:: WRITTEN PROBLEM ::
Reproduce every line of the listing below word for word, without changing anything.

:: DATA SECTION ::
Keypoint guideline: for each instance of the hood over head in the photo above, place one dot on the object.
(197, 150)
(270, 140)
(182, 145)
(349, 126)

:: ANSWER TO THIS EXERCISE ::
Keypoint guideline: for each instance of the hood over head in the photo above, place one dot on the object.
(197, 150)
(270, 140)
(182, 145)
(349, 126)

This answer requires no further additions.